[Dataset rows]
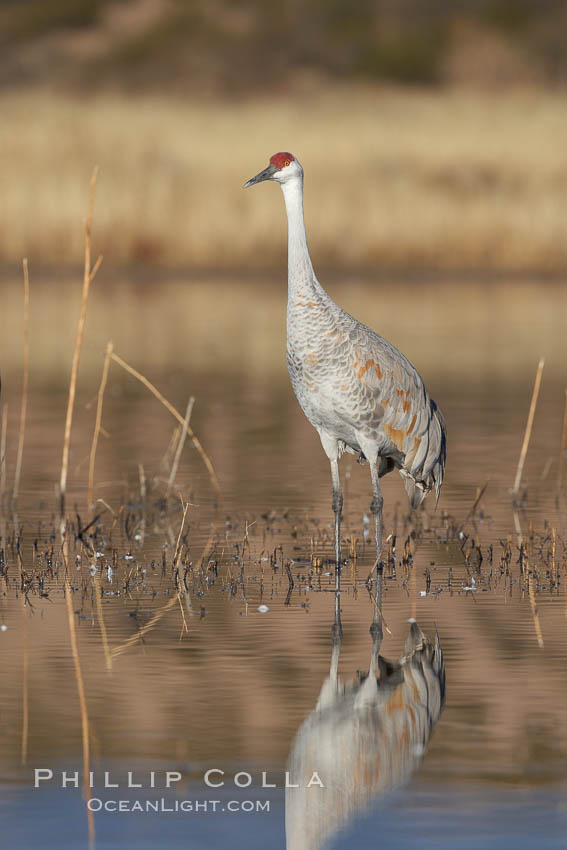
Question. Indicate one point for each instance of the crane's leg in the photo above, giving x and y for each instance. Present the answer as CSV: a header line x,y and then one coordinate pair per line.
x,y
337,505
376,508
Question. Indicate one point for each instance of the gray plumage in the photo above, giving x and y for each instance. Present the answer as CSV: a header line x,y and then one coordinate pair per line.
x,y
359,392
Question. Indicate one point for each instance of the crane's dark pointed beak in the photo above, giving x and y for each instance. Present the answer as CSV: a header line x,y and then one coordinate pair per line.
x,y
266,174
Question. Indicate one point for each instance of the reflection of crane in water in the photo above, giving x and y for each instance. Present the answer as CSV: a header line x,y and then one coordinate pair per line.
x,y
363,739
360,393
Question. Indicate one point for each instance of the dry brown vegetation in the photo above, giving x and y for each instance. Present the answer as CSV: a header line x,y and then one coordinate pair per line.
x,y
393,178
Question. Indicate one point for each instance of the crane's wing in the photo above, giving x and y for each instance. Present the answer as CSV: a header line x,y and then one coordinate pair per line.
x,y
406,415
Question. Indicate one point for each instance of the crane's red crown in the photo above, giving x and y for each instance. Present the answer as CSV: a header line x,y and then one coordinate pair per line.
x,y
282,159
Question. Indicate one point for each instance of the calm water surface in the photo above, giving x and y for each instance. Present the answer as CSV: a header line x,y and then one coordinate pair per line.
x,y
238,674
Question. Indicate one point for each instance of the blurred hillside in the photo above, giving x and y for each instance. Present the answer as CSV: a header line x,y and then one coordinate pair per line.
x,y
226,46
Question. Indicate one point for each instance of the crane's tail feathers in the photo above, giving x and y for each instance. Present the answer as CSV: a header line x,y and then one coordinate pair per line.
x,y
427,466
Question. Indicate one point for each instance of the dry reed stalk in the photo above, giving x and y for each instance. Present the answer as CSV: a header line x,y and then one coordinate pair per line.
x,y
25,688
25,381
180,444
142,475
82,699
3,435
563,449
88,277
177,552
98,422
177,415
118,650
528,431
101,625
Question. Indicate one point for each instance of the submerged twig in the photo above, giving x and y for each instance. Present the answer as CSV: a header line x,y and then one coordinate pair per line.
x,y
3,435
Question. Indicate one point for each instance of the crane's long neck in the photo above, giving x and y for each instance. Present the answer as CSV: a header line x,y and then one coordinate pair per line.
x,y
300,275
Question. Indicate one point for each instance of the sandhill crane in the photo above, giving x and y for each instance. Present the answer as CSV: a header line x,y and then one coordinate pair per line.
x,y
358,391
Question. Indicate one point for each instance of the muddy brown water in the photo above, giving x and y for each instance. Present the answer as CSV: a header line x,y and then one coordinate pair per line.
x,y
227,685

- **TO BE DONE**: Please scale the data from the line containing "Question. Indicate one point for each instance of the muddy" through the end of the data, giving every line again with each x and y coordinate multiplied by 1.35 and rounded to a whole number (halves round up). Leave all other wording unchanged.

- **ANSWER TO THIS PROBLEM**:
Question. Indicate one point for each instance of the muddy brown water in the photo above, giving x and y for each instance. Present the answer as CSV: a header line x,y and then one coordinate pair per line.
x,y
306,925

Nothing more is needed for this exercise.